▶ **SCHRIFTLICHE AUFGABE 1**
Zähle bitte, in wie vielen Zeilen der Datensätze die Zeichenfolge „rear“ vorkommt; Groß- und Kleinschreibung wird dabei beachtet. Nenne nur die Zahl.

▶ **LESETEXT**

..........

Ein grandioser Roman beim Euregio-Schüler-Literaturpreis – Benedict Wells: Vom Ende der Einsamkeit

Die Preisverleihung im Rahmen des Euregio-Schüler-Literaturpreises rückt näher, am 15. Mai wird der Sieger in Lüttich ausgezeichnet, der am 18.4. in Visé am Jurytag von den Schülerinnen und Schülern gewählt wird.

Als einer der Favoriten zeichnete sich in den Kritikerrunden das Werk von Benedict Wells ab „Vom Ende der Einsamkeit“ – Grund genug, das Werk einmal kurz vorzustellen.

„Ich kenne den Tod schon lange, doch jetzt kennt der Tod auch mich.“ (S.9)

Mit diesem fulminanten Satz beginnt der Roman. Jules, der Ich-Erzähler, erwacht nach einem schweren Motorradunfall – ein Suizidversuch? – im Krankenhaus. Ans Bett gefesselt erinnert er sich an seine Kindheit und Jugend.

..........

▶ **SCHRIFTLICHE AUFGABE 2**
In welcher Stadt wird der Sieger des Euregio-Schüler-Literaturpreises laut Lesetext am 15. Mai ausgezeichnet?

Einträge zur Koordinatenannotation
..........

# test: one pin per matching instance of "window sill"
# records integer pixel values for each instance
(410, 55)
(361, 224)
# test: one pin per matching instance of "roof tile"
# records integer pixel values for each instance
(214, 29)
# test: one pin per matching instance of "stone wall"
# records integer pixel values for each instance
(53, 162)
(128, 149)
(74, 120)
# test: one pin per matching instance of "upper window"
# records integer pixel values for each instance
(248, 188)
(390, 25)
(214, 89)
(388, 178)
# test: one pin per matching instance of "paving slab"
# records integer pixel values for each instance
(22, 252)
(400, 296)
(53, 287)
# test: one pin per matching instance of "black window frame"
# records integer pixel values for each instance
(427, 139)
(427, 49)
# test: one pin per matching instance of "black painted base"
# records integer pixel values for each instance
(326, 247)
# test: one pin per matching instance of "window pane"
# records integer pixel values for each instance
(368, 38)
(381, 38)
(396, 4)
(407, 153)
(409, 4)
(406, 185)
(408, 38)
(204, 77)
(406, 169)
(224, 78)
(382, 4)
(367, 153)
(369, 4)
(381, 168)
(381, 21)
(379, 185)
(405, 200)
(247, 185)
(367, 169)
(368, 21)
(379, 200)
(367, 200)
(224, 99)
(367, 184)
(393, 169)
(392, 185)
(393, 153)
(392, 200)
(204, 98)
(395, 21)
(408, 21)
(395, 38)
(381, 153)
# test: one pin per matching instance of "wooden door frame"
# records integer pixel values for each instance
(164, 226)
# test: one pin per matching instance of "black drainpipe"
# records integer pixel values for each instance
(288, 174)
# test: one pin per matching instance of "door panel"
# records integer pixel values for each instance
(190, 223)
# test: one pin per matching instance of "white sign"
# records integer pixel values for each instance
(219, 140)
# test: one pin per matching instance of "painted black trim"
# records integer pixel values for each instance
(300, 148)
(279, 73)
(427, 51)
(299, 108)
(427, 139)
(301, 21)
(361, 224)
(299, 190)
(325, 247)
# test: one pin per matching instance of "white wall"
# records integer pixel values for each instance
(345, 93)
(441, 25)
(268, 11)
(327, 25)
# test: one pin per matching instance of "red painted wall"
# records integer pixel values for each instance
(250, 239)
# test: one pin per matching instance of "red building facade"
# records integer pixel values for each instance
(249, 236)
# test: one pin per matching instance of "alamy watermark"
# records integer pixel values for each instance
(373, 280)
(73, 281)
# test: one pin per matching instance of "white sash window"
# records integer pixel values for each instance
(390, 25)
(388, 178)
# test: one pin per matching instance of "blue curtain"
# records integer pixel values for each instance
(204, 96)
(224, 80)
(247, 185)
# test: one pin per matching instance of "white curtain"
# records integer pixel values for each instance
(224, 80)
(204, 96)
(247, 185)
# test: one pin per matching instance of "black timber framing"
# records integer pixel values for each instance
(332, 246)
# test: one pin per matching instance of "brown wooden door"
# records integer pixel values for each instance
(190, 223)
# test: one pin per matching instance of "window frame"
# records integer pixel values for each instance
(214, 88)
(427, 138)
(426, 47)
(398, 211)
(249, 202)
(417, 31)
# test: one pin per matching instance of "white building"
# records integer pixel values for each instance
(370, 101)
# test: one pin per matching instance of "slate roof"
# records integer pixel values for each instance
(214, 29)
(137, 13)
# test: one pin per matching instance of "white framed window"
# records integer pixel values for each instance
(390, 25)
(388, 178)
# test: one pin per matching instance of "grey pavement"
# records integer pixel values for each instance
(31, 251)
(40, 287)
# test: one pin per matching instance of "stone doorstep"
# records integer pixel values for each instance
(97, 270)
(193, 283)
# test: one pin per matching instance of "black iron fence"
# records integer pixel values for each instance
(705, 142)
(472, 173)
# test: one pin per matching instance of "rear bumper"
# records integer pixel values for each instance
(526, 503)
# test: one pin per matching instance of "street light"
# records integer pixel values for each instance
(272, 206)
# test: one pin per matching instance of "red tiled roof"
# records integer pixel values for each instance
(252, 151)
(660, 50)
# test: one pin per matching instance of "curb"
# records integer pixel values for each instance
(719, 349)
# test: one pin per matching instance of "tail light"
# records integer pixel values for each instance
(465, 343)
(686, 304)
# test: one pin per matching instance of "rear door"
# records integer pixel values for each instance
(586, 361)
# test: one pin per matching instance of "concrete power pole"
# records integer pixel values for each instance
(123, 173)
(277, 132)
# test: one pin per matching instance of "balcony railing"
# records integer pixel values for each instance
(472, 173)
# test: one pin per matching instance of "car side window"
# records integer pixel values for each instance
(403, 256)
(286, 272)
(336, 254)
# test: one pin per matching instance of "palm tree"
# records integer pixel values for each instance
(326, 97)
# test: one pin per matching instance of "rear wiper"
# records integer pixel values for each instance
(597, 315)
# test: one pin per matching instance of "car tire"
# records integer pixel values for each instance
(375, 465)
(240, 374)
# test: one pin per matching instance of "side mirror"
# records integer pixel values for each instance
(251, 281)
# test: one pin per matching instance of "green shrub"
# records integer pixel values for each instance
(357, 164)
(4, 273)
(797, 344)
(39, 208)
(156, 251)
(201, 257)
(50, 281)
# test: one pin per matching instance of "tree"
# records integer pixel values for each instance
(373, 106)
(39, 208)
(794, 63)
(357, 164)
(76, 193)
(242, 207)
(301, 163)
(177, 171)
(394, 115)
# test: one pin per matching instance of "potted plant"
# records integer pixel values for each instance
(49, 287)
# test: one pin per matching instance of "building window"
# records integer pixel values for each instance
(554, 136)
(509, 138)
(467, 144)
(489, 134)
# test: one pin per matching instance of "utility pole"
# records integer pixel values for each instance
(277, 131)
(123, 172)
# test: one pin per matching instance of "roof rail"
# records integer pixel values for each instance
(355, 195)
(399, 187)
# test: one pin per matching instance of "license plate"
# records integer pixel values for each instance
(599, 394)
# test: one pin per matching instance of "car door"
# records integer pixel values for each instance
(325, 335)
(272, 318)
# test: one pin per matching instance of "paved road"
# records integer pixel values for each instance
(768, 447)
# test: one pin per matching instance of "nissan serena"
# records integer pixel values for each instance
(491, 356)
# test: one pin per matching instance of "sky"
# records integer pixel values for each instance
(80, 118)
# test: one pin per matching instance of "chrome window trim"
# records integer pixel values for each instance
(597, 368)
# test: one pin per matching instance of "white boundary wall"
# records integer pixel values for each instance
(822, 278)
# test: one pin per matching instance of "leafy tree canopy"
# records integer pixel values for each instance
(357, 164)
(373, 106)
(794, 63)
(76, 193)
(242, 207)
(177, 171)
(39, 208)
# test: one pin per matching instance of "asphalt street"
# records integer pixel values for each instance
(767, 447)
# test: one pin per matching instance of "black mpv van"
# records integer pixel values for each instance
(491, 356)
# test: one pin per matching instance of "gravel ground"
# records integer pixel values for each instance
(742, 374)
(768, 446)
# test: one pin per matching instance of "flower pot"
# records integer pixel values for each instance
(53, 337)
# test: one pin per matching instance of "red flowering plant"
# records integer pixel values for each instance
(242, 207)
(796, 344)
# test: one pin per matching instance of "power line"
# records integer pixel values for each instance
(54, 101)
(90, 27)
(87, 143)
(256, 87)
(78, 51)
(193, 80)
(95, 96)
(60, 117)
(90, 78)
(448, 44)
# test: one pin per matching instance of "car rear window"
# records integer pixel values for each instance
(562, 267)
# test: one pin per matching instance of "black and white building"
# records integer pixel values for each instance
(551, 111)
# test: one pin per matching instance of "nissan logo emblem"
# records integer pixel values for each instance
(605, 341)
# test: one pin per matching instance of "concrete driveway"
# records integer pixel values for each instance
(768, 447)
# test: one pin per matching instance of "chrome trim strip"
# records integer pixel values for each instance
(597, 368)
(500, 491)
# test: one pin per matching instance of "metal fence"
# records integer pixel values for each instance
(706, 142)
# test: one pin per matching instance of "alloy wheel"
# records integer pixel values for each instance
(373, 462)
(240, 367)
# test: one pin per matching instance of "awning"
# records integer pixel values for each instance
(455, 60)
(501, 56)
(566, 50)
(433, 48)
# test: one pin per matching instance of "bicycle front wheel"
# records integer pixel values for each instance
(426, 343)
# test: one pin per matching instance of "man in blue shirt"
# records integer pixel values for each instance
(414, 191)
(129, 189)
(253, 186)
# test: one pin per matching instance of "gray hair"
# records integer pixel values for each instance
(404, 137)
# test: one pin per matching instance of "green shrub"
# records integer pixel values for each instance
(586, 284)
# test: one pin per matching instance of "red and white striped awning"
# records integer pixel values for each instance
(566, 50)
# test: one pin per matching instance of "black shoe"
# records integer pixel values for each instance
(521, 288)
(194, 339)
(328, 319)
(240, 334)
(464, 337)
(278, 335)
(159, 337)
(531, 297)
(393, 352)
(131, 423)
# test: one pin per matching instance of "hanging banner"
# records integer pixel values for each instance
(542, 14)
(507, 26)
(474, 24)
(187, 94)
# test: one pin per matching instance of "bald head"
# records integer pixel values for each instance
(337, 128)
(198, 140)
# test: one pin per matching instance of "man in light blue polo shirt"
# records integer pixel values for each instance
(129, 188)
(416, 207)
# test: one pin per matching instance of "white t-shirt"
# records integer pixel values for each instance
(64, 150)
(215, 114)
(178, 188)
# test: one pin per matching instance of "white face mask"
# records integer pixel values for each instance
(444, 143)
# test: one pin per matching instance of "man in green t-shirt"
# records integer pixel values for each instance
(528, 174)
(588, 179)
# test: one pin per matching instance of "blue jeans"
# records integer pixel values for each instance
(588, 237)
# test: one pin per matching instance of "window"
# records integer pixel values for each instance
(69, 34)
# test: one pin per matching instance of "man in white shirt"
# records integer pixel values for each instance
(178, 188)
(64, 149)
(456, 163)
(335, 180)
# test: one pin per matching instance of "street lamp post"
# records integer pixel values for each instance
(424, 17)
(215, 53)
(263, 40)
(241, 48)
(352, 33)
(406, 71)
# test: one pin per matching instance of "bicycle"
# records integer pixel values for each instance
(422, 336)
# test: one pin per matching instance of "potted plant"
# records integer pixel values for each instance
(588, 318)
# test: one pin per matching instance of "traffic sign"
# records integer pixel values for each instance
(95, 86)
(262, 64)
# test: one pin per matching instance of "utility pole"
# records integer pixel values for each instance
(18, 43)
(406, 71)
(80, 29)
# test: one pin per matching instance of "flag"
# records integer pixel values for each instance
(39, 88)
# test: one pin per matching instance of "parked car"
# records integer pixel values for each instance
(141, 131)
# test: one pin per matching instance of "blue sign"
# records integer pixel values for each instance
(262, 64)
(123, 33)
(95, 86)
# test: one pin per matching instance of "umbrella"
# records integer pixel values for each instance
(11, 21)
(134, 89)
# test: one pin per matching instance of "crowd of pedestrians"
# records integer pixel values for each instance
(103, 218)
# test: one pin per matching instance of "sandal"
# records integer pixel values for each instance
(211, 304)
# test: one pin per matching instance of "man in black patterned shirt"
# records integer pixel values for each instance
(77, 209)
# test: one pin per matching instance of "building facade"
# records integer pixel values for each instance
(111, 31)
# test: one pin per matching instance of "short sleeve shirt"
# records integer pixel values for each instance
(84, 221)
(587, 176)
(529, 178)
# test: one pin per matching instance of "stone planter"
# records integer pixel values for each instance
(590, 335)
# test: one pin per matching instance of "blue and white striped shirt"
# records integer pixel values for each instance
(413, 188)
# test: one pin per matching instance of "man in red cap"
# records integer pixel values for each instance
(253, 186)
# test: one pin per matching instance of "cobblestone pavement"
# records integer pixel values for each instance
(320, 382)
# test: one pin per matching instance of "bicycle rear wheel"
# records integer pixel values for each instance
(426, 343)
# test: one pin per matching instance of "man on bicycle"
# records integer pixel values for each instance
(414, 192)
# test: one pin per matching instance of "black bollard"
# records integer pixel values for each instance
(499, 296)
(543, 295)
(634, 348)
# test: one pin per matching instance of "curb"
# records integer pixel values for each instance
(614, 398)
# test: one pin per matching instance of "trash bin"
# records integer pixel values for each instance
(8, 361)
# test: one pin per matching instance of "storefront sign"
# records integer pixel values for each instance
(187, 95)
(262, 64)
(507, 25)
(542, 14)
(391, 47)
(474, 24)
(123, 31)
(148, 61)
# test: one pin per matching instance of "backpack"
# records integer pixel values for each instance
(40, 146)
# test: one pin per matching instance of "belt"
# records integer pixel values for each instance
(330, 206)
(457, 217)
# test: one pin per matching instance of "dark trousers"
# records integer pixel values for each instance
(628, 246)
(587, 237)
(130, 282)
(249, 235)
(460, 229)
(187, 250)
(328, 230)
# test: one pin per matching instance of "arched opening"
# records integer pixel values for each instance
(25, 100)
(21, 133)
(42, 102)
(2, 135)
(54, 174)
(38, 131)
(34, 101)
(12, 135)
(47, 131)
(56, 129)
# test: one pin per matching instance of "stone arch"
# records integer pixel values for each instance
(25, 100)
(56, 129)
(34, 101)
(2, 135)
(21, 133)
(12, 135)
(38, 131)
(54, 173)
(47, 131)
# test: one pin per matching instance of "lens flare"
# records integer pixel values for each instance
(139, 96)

..........

▶ **RICHTIGES ERGEBNIS 1**
5

▶ **RICHTIGES ERGEBNIS 2**
In Lüttich.